Provided records:
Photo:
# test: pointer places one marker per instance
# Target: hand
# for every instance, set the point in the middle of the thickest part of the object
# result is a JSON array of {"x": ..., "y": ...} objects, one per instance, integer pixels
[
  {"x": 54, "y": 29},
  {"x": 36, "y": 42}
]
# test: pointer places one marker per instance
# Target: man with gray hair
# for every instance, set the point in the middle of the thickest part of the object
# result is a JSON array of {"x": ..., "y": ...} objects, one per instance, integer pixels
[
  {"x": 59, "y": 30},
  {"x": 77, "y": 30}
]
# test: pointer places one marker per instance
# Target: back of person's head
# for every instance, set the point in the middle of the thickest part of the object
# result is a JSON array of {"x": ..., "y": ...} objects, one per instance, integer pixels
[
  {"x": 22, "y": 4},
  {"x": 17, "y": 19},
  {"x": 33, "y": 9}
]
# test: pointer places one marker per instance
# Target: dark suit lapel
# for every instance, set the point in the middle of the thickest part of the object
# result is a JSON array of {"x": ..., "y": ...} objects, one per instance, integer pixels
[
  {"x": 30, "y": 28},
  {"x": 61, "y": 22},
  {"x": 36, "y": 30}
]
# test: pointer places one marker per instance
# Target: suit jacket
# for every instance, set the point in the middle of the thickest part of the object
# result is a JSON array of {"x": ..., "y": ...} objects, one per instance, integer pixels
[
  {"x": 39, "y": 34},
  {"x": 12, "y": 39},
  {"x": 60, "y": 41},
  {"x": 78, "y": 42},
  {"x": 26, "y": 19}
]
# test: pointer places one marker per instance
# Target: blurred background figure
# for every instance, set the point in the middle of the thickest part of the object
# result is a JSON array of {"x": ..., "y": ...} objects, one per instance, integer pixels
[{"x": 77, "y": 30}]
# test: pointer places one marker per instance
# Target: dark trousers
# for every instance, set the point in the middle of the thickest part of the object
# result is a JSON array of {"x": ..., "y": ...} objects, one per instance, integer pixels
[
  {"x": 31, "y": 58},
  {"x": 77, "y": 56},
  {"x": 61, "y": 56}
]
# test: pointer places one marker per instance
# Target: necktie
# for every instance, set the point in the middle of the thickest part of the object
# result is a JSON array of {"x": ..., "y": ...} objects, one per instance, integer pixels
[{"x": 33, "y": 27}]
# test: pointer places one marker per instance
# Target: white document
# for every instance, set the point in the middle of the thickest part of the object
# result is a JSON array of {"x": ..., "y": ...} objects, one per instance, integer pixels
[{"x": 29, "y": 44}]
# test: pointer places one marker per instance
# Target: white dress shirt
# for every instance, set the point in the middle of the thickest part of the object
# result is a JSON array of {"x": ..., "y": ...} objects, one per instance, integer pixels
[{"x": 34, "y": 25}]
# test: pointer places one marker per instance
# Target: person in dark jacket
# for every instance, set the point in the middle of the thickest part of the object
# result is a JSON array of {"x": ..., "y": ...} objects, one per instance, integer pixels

What the exercise asks: All of the material above should be repeated word for word.

Solution to this exercise:
Photo:
# test: pointer places one marker per instance
# Target: hand
# for every instance, set the point in the middle of the thickest part of the object
# result is a JSON array of {"x": ..., "y": ...} objects, one per instance, integer pixels
[
  {"x": 54, "y": 29},
  {"x": 36, "y": 42}
]
# test: pointer places one marker per instance
# Target: man with gray hair
# for every instance, set the point in the middle of the thickest part of the object
# result is a JSON array of {"x": ..., "y": ...} objects, one per instance, integer pixels
[
  {"x": 59, "y": 30},
  {"x": 77, "y": 30}
]
# test: pointer places one marker per instance
# Target: back of person's head
# for every instance, set the point in the middle of the thickest part of the object
# result is a JSON array of {"x": ..., "y": ...} objects, one per instance, integer pixels
[
  {"x": 22, "y": 4},
  {"x": 17, "y": 19},
  {"x": 33, "y": 9}
]
# test: pointer places one marker per instance
# Target: dark suit lapel
# for every instance, set the point in the middle of the thickest part of the object
# result is a JSON array of {"x": ..., "y": ...} objects, one per instance, integer pixels
[
  {"x": 30, "y": 28},
  {"x": 61, "y": 22},
  {"x": 36, "y": 30}
]
# test: pointer places one marker per instance
# Target: suit jacket
# for every instance, set the point in the middle of the thickest part of the object
# result is a JSON array of {"x": ..., "y": ...} objects, one per instance, integer pixels
[
  {"x": 39, "y": 34},
  {"x": 12, "y": 39},
  {"x": 60, "y": 41},
  {"x": 78, "y": 42},
  {"x": 26, "y": 19}
]
# test: pointer places one marker per instance
# Target: blurred background figure
# for every instance, set the point in the middle of the thickest part of the object
# result is a JSON array of {"x": ..., "y": ...} objects, one per instance, integer pixels
[{"x": 77, "y": 30}]
# test: pointer places one marker per instance
# Target: dark trousers
# for every instance, set the point in the middle of the thickest part of the object
# result is a JSON array of {"x": ..., "y": ...} objects, one per instance, integer pixels
[
  {"x": 31, "y": 58},
  {"x": 77, "y": 56},
  {"x": 61, "y": 56}
]
# test: pointer places one marker per instance
# Target: necktie
# for every instance, set the point in the middle of the thickest part of the object
# result is a JSON array of {"x": ..., "y": ...} objects, one per instance, integer pixels
[{"x": 33, "y": 27}]
# test: pointer places one marker per instance
# Target: white document
# for every instance, set the point in the middle of the thickest part of the object
# result is a JSON array of {"x": ..., "y": ...} objects, one per instance, integer pixels
[{"x": 29, "y": 44}]
# test: pointer places one marker per instance
# Target: white dress shirt
# for every instance, set the point in the middle of the thickest part of the object
# result is a JSON array of {"x": ..., "y": ...} objects, one per instance, integer pixels
[{"x": 34, "y": 25}]
# test: pointer places one marker per instance
# Target: person in dark jacket
# for every instance, set the point in the middle of the thickest part of the object
# result is a JSON array of {"x": ..., "y": ...} objects, one per instance, integer pixels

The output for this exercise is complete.